[Opening READING TEXT section]
Aug 12, 2011 7:29 PM
TUCSON - Today on "Commit to be Fit," News 4 Tucson exercise contributor Anita Kellman stopped by to talk about getting energized through exercise.
It doesn't take a gym membership, or even a lot of our time. Kellman says it takes commitment.
This week's exercise is the "Iron Cross"
This exercise targets many muscles at once, Kellman says. The primary muscles it uses are the upper back, and the biceps. The secondary muscles are the glutes and the quads. Remember to not lock your elbows when you extend them laterally. Also, it is very important NOT to use heavy weights with this movement!
This is a great way to build up upper and lower body strength at the same time. You thought exercise only toned your body? But how about exercising to improve your mind?
Exercise is the single best thing you can do for your brain in terms of mood, memory, and learning!
It reverses the detrimental effects of stress.
What's fascinating, though, is that exercise may actually work on a cellular level to reverse stress's toll on our aging process.
It lifts depression.
[Closing READING TEXT section]
[Opening EXTRACTED RECORDS section]
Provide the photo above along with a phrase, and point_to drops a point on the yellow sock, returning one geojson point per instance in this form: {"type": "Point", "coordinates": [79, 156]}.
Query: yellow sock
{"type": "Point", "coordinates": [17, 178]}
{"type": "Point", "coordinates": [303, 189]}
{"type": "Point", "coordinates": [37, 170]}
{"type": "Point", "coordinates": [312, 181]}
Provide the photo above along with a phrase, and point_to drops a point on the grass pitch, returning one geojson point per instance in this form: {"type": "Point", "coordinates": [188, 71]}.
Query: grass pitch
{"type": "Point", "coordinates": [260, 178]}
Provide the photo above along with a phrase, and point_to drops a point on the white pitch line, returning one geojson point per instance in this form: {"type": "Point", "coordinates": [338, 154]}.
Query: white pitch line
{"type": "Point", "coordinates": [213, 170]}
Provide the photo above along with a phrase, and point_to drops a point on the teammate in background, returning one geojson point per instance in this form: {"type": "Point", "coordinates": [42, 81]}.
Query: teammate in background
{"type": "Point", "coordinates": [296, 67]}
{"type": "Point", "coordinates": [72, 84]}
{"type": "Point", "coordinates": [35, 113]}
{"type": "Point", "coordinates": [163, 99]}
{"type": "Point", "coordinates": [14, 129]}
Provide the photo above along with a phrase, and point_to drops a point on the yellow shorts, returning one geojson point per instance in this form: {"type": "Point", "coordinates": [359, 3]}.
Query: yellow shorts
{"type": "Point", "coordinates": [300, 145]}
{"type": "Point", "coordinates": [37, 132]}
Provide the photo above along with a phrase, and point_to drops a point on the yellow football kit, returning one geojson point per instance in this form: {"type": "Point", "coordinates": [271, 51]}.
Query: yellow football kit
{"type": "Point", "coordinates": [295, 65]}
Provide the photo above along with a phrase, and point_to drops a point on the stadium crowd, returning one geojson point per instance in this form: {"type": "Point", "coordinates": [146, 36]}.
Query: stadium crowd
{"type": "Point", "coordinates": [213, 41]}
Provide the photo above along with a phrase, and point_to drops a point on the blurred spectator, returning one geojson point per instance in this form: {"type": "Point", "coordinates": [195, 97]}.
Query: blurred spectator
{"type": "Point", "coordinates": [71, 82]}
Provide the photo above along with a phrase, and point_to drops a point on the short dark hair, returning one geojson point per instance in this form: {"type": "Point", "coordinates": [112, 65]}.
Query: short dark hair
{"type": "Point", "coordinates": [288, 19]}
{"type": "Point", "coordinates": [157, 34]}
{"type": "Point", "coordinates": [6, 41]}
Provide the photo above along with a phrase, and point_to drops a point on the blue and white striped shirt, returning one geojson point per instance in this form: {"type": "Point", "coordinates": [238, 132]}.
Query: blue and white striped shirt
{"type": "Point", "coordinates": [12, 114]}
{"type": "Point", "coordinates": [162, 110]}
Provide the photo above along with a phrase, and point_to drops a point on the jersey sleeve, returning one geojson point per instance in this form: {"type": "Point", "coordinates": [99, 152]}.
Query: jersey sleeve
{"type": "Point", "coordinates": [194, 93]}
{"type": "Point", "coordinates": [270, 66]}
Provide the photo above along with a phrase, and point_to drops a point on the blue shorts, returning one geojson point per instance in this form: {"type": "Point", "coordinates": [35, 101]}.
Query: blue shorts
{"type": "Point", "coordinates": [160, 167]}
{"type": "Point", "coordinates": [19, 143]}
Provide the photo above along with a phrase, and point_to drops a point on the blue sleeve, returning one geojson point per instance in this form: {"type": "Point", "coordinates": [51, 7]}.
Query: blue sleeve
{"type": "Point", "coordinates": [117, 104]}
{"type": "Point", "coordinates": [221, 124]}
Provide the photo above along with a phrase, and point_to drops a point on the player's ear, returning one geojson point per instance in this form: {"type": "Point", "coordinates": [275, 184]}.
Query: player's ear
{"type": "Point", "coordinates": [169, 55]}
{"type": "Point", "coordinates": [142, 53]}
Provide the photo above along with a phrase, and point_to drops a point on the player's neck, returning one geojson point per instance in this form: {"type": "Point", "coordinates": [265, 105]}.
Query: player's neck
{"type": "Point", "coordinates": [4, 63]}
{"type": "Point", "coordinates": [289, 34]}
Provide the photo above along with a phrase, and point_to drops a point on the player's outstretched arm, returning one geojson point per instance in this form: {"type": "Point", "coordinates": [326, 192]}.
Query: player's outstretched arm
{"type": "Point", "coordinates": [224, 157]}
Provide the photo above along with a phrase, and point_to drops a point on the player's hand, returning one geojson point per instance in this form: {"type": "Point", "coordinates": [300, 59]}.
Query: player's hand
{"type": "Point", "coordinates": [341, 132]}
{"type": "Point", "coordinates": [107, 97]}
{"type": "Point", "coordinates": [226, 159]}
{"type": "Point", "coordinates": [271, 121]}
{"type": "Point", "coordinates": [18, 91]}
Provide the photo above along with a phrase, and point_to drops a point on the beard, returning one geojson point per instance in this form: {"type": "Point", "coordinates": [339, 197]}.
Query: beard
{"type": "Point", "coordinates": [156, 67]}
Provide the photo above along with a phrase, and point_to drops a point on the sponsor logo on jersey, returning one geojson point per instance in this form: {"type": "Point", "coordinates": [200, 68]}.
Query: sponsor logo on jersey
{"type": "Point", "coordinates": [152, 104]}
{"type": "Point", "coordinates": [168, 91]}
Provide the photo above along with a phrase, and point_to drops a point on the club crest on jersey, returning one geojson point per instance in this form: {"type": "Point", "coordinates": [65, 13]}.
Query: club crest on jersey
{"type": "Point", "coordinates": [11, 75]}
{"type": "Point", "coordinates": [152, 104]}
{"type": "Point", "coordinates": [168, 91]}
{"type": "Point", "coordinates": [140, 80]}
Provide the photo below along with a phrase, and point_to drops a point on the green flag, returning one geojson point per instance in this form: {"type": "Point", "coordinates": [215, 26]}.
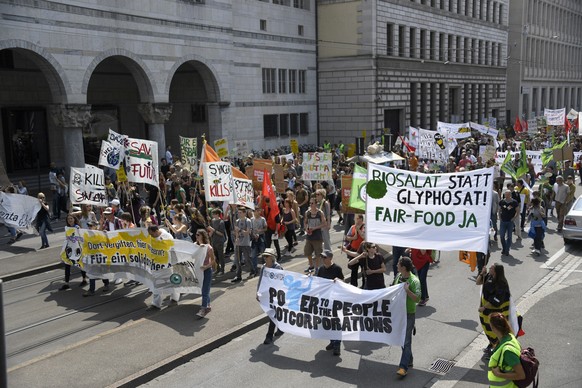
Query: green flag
{"type": "Point", "coordinates": [358, 194]}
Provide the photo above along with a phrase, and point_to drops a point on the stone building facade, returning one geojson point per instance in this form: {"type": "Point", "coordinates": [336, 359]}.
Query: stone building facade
{"type": "Point", "coordinates": [544, 66]}
{"type": "Point", "coordinates": [153, 69]}
{"type": "Point", "coordinates": [394, 63]}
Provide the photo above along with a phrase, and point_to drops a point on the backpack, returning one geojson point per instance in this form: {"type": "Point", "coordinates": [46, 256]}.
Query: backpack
{"type": "Point", "coordinates": [530, 365]}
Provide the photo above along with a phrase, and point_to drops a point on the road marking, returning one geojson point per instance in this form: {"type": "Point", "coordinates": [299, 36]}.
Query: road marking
{"type": "Point", "coordinates": [551, 260]}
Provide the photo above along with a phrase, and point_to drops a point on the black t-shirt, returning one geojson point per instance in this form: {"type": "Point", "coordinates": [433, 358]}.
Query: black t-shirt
{"type": "Point", "coordinates": [334, 271]}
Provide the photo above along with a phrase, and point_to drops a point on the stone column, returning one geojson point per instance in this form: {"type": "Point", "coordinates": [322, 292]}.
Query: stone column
{"type": "Point", "coordinates": [71, 119]}
{"type": "Point", "coordinates": [156, 115]}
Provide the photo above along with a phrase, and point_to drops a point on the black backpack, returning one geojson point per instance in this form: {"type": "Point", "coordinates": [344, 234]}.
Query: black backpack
{"type": "Point", "coordinates": [530, 365]}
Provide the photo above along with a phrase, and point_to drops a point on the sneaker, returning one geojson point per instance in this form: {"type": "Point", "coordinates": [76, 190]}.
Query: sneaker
{"type": "Point", "coordinates": [401, 372]}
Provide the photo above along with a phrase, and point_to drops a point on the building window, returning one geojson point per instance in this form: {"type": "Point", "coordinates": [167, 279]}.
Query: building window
{"type": "Point", "coordinates": [269, 81]}
{"type": "Point", "coordinates": [270, 126]}
{"type": "Point", "coordinates": [292, 81]}
{"type": "Point", "coordinates": [282, 80]}
{"type": "Point", "coordinates": [284, 125]}
{"type": "Point", "coordinates": [304, 123]}
{"type": "Point", "coordinates": [302, 77]}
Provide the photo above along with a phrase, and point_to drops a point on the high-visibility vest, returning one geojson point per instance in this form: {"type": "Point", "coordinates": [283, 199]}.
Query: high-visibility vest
{"type": "Point", "coordinates": [510, 346]}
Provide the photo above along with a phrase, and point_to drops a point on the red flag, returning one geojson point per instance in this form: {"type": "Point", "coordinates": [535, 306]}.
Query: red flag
{"type": "Point", "coordinates": [517, 126]}
{"type": "Point", "coordinates": [271, 209]}
{"type": "Point", "coordinates": [408, 146]}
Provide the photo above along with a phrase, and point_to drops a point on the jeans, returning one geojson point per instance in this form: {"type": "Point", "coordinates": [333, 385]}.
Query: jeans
{"type": "Point", "coordinates": [257, 247]}
{"type": "Point", "coordinates": [422, 274]}
{"type": "Point", "coordinates": [406, 358]}
{"type": "Point", "coordinates": [506, 230]}
{"type": "Point", "coordinates": [206, 287]}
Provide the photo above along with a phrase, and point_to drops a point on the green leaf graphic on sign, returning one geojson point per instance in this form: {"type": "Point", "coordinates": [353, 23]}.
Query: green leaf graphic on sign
{"type": "Point", "coordinates": [376, 189]}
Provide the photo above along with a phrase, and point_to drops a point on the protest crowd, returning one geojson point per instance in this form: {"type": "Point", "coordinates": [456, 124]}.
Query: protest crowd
{"type": "Point", "coordinates": [281, 199]}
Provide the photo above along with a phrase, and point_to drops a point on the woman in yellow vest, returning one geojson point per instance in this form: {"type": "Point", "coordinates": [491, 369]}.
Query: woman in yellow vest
{"type": "Point", "coordinates": [504, 364]}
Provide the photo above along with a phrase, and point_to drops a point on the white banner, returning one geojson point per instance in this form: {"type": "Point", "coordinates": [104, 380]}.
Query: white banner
{"type": "Point", "coordinates": [314, 307]}
{"type": "Point", "coordinates": [87, 186]}
{"type": "Point", "coordinates": [133, 254]}
{"type": "Point", "coordinates": [244, 194]}
{"type": "Point", "coordinates": [316, 166]}
{"type": "Point", "coordinates": [432, 145]}
{"type": "Point", "coordinates": [18, 210]}
{"type": "Point", "coordinates": [446, 212]}
{"type": "Point", "coordinates": [555, 116]}
{"type": "Point", "coordinates": [484, 129]}
{"type": "Point", "coordinates": [218, 182]}
{"type": "Point", "coordinates": [110, 155]}
{"type": "Point", "coordinates": [458, 131]}
{"type": "Point", "coordinates": [141, 161]}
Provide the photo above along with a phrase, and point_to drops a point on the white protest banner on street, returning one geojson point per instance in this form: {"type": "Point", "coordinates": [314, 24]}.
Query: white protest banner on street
{"type": "Point", "coordinates": [484, 129]}
{"type": "Point", "coordinates": [432, 145]}
{"type": "Point", "coordinates": [162, 265]}
{"type": "Point", "coordinates": [444, 212]}
{"type": "Point", "coordinates": [555, 116]}
{"type": "Point", "coordinates": [87, 186]}
{"type": "Point", "coordinates": [458, 131]}
{"type": "Point", "coordinates": [189, 152]}
{"type": "Point", "coordinates": [244, 195]}
{"type": "Point", "coordinates": [218, 182]}
{"type": "Point", "coordinates": [141, 161]}
{"type": "Point", "coordinates": [18, 210]}
{"type": "Point", "coordinates": [316, 166]}
{"type": "Point", "coordinates": [110, 155]}
{"type": "Point", "coordinates": [313, 307]}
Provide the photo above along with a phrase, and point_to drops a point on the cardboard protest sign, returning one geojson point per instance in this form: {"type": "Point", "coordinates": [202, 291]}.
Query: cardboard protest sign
{"type": "Point", "coordinates": [18, 210]}
{"type": "Point", "coordinates": [555, 116]}
{"type": "Point", "coordinates": [189, 152]}
{"type": "Point", "coordinates": [218, 182]}
{"type": "Point", "coordinates": [314, 307]}
{"type": "Point", "coordinates": [141, 161]}
{"type": "Point", "coordinates": [424, 211]}
{"type": "Point", "coordinates": [221, 147]}
{"type": "Point", "coordinates": [162, 265]}
{"type": "Point", "coordinates": [87, 186]}
{"type": "Point", "coordinates": [317, 166]}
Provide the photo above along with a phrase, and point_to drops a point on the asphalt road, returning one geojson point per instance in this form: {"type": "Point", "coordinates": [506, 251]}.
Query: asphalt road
{"type": "Point", "coordinates": [58, 338]}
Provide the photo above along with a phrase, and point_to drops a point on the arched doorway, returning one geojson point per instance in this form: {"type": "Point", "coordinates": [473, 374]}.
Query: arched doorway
{"type": "Point", "coordinates": [28, 84]}
{"type": "Point", "coordinates": [195, 98]}
{"type": "Point", "coordinates": [116, 86]}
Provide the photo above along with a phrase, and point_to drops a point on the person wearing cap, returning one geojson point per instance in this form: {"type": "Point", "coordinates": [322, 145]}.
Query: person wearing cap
{"type": "Point", "coordinates": [270, 257]}
{"type": "Point", "coordinates": [160, 234]}
{"type": "Point", "coordinates": [413, 293]}
{"type": "Point", "coordinates": [332, 271]}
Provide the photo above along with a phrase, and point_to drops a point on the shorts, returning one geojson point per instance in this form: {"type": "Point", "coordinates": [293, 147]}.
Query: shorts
{"type": "Point", "coordinates": [312, 246]}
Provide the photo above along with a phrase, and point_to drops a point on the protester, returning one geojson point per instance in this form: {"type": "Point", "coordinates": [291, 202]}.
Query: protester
{"type": "Point", "coordinates": [413, 293]}
{"type": "Point", "coordinates": [270, 257]}
{"type": "Point", "coordinates": [330, 270]}
{"type": "Point", "coordinates": [495, 297]}
{"type": "Point", "coordinates": [207, 266]}
{"type": "Point", "coordinates": [504, 364]}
[Closing EXTRACTED RECORDS section]
PROBLEMS AND TASKS —
1. Write out again, word for word, the part of the exercise article starting with "It doesn't take" and going on through "improve your mind?".
2. Answer these questions using the exercise article.
(a) According to Kellman, what does getting energized through exercise take?
(b) What are the primary muscles used by the Iron Cross?
(c) What detrimental effects does exercise reverse?
3. In one to three sentences, explain why the exercise article calls the Iron Cross a way to build upper and lower body strength at the same time.

SOLUTIONS FOR EACH TASK —
1.
It doesn't take a gym membership, or even a lot of our time. Kellman says it takes commitment.
This week's exercise is the "Iron Cross"
This exercise targets many muscles at once, Kellman says. The primary muscles it uses are the upper back, and the biceps. The secondary muscles are the glutes and the quads. Remember to not lock your elbows when you extend them laterally. Also, it is very important NOT to use heavy weights with this movement!
This is a great way to build up upper and lower body strength at the same time. You thought exercise only toned your body? But how about exercising to improve your mind?

2.
(a) Commitment.
(b) The upper back and the biceps.
(c) The detrimental effects of stress.

3. The Iron Cross targets many muscles at once. Its primary muscles are the upper back and the biceps, and its secondary muscles are the glutes and the quads.